— Begin ENTRIES SUPPLIED —

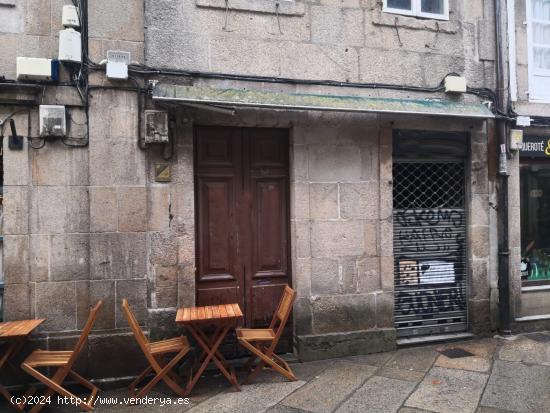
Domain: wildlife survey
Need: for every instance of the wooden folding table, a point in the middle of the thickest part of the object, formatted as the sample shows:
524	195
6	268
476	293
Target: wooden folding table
196	320
13	335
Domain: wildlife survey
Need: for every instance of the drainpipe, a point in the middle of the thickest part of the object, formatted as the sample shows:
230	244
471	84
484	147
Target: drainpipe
501	129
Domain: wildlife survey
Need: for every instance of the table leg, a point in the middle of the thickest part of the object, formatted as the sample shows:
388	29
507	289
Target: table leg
210	352
12	349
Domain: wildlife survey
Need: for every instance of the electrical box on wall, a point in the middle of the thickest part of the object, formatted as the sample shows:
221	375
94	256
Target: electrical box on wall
516	139
69	17
455	84
31	68
117	64
53	122
156	126
70	46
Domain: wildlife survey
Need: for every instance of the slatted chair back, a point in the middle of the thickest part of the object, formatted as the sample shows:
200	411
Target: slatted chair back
85	333
283	311
141	338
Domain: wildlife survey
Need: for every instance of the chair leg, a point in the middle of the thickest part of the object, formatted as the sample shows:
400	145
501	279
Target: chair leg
132	387
161	374
269	360
53	387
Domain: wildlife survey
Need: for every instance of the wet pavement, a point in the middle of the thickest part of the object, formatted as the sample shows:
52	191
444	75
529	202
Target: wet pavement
501	375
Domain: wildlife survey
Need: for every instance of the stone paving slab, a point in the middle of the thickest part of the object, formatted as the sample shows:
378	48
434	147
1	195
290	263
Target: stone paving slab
376	359
523	349
518	387
483	351
330	388
254	398
414	358
398	374
378	394
449	391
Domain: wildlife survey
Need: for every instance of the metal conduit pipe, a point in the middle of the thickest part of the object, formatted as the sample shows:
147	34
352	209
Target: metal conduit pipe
502	153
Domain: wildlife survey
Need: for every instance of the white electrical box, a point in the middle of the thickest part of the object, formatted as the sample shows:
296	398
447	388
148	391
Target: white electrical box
53	122
30	68
516	139
69	17
524	121
156	126
70	46
117	64
455	84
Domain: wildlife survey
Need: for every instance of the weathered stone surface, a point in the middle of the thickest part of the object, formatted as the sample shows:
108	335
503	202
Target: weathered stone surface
324	346
159	207
323	201
446	390
56	302
518	387
132	209
118	20
401	374
70	257
334	163
15	210
481	361
16	259
55	165
337	238
337	25
250	399
103	209
88	293
359	200
417	358
378	394
368	274
106	359
135	291
164	248
59	210
39	257
324	276
339	313
116	256
341	378
17	302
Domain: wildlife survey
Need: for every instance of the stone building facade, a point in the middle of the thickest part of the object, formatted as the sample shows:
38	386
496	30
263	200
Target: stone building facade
530	99
93	222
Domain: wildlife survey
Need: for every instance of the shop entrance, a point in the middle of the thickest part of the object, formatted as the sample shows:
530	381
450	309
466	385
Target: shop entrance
241	196
429	218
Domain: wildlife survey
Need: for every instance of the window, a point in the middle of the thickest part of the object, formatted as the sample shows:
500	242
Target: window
433	9
535	221
538	37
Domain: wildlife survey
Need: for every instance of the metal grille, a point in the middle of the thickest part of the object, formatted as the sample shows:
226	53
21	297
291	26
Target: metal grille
428	185
429	248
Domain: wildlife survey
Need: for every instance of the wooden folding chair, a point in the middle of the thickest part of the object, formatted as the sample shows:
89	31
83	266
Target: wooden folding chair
261	342
63	362
155	353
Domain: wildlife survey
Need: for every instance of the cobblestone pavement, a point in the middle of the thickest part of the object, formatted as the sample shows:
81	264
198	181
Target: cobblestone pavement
502	375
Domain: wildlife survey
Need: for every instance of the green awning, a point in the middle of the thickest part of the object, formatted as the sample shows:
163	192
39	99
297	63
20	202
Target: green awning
205	95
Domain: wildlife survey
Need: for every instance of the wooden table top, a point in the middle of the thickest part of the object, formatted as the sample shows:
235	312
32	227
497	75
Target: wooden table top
224	312
22	328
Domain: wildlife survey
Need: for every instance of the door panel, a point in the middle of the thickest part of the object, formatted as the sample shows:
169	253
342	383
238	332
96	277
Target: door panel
242	219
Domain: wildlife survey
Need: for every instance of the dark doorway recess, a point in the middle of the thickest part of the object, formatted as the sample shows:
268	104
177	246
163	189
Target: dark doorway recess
242	215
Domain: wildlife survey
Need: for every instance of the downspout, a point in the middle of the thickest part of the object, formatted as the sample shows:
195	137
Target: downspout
501	130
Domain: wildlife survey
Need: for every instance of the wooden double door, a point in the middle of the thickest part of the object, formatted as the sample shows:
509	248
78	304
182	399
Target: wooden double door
242	207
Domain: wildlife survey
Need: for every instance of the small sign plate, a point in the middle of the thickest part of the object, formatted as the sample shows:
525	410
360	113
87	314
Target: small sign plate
163	172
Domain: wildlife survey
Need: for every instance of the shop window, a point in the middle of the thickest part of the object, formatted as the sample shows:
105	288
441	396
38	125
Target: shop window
538	37
432	9
535	221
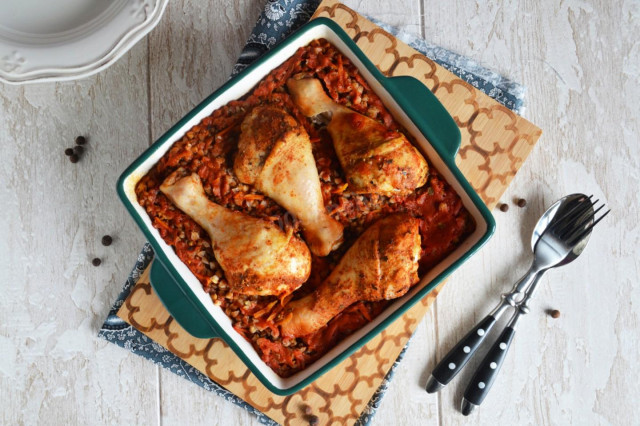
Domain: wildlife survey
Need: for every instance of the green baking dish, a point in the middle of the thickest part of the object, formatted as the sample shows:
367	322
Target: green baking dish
412	105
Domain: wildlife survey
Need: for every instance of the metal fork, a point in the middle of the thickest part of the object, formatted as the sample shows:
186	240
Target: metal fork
563	233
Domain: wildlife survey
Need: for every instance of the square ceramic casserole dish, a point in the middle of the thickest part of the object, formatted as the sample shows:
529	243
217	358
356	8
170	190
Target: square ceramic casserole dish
412	105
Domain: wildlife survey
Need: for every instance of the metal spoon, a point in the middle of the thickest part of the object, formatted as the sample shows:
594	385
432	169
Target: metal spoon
561	216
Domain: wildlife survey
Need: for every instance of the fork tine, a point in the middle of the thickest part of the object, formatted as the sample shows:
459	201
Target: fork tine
567	220
579	223
576	238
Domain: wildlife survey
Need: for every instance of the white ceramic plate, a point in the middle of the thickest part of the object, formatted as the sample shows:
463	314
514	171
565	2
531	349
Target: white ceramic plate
45	40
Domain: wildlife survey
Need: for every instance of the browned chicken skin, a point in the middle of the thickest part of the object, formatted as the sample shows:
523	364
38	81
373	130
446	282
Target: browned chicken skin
381	264
274	155
257	257
374	159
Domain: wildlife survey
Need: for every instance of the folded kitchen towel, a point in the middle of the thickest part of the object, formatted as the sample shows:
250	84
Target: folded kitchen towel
280	18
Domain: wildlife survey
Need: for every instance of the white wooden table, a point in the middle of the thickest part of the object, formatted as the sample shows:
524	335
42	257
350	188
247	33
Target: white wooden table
581	63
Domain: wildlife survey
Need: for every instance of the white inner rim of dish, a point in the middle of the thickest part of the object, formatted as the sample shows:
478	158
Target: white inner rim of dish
236	91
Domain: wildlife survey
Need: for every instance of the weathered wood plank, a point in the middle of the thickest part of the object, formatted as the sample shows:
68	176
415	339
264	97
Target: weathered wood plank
580	63
53	367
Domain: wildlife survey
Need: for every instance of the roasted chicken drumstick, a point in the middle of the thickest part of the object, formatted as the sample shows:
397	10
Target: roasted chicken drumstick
375	159
381	264
274	155
257	257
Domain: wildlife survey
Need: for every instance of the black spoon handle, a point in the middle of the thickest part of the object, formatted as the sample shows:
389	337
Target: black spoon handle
457	357
487	372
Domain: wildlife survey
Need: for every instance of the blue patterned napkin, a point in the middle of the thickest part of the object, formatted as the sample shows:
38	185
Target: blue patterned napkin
280	18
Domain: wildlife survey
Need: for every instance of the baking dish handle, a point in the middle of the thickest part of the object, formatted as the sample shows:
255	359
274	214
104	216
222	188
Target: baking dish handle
426	111
178	303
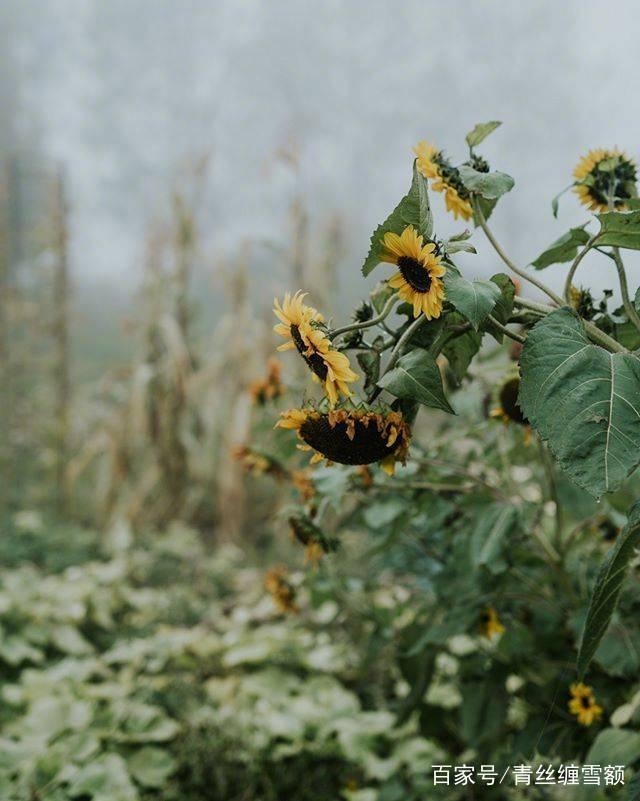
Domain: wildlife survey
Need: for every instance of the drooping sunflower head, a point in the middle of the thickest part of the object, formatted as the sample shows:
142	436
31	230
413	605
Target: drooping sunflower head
605	177
281	590
419	271
583	704
351	436
302	326
490	625
433	164
508	409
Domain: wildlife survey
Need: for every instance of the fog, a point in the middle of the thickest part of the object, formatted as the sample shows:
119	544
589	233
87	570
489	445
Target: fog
123	92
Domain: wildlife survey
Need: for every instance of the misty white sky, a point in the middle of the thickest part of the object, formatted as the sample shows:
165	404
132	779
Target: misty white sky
122	92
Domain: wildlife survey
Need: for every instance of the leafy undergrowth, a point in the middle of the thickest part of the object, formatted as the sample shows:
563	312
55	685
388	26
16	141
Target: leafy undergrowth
161	672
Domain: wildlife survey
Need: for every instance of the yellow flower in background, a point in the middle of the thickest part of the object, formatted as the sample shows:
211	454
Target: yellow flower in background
432	164
583	704
331	367
281	590
603	176
293	315
419	271
490	625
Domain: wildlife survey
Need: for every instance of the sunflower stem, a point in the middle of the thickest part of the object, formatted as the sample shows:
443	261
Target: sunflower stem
574	266
593	332
517	270
396	353
503	329
386	311
629	308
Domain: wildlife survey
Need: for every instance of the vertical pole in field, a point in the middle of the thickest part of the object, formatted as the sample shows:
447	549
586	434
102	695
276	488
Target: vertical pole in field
60	331
5	392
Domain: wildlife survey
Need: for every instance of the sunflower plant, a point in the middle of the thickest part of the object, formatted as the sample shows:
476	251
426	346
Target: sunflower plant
460	389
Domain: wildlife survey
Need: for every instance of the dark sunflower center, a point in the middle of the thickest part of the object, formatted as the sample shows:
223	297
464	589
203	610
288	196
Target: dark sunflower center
367	446
620	181
314	361
415	274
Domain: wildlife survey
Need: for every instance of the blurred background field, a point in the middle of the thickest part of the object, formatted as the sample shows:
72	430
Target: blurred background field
166	168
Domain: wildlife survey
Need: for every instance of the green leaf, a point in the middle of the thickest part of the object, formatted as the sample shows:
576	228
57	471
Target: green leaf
151	766
461	350
413	209
583	400
633	788
417	377
563	249
607	589
490	535
474	299
614	747
104	779
504	305
370	365
459	247
620	229
480	132
458	243
490	185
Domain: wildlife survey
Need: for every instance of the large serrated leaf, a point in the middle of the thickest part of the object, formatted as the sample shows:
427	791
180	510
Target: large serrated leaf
473	299
461	349
564	249
583	400
490	185
620	229
607	589
490	535
413	209
417	377
480	132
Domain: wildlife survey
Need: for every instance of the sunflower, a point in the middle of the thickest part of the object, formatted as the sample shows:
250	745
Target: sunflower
490	625
583	704
354	437
418	277
604	176
300	325
279	587
433	164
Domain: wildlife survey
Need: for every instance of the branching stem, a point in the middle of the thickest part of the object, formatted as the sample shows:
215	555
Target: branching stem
367	323
517	270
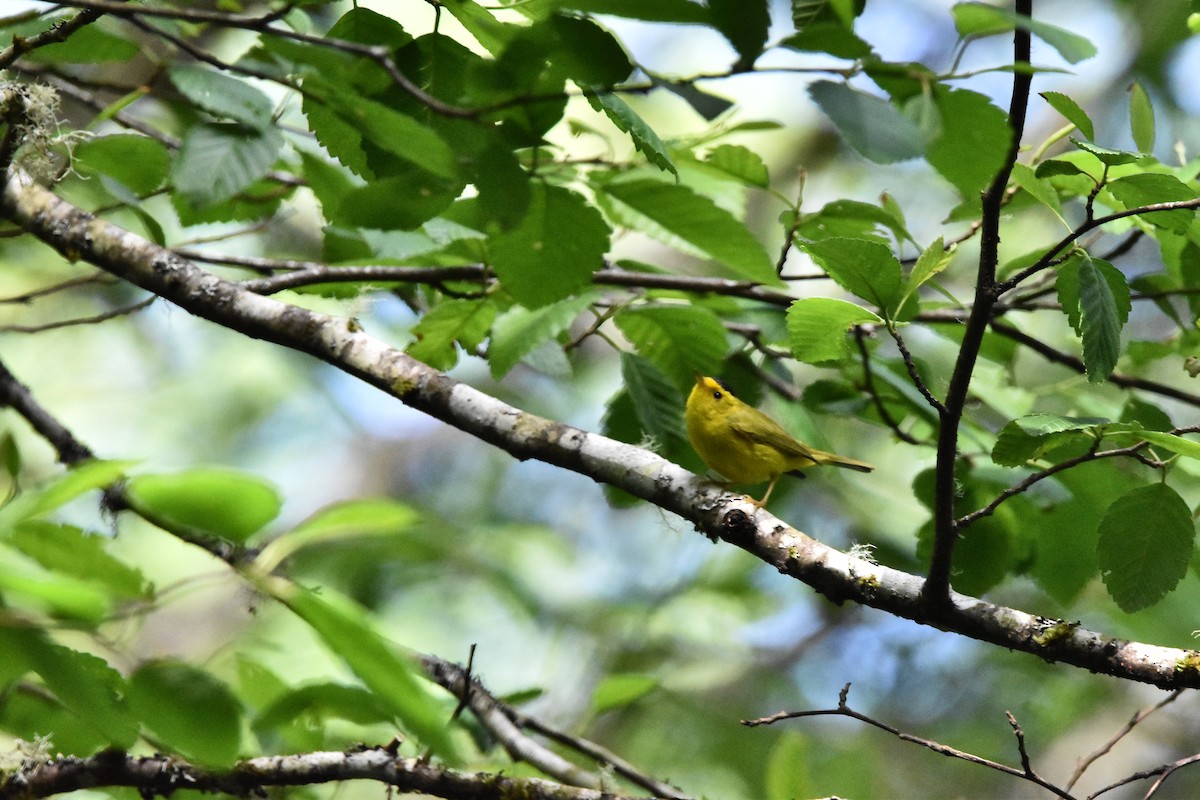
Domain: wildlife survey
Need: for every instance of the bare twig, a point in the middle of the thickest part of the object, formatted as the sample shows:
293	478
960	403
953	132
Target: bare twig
1103	750
869	385
843	709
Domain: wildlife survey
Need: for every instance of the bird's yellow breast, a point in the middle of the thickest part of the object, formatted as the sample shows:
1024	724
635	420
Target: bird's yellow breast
720	445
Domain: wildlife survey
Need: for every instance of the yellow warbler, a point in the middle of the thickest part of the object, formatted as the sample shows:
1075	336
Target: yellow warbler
745	445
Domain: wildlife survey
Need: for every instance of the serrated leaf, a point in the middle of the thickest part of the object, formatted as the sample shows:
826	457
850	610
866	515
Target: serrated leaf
816	328
83	683
223	96
681	341
220	501
187	710
628	120
1071	109
451	324
741	163
828	37
70	551
870	125
349	631
1033	435
982	19
681	217
1145	543
555	248
1104	307
931	262
1151	188
972	143
85	476
520	331
1141	118
655	402
744	23
216	161
864	268
1039	188
1110	157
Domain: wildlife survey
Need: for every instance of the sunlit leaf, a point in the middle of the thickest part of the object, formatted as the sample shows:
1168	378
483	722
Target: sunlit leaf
1146	542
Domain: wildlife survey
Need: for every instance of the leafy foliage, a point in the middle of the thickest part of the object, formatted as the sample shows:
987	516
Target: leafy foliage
523	194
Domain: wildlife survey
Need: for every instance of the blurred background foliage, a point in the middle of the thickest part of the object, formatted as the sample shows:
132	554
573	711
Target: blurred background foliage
613	621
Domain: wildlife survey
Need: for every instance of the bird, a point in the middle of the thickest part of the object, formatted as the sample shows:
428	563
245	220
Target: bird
744	445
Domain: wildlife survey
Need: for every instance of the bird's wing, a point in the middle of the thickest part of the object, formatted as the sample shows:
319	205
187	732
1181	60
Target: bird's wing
757	427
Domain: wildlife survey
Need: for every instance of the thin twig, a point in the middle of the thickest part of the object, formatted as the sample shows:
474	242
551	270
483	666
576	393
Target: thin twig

— End ENTRIES SUPPLIED —

> [WHAT YOU HAVE TO DO]: How many lines of the listing contain the string "stem"? Reply with the number alone.

> [EXERCISE OUTPUT]: 4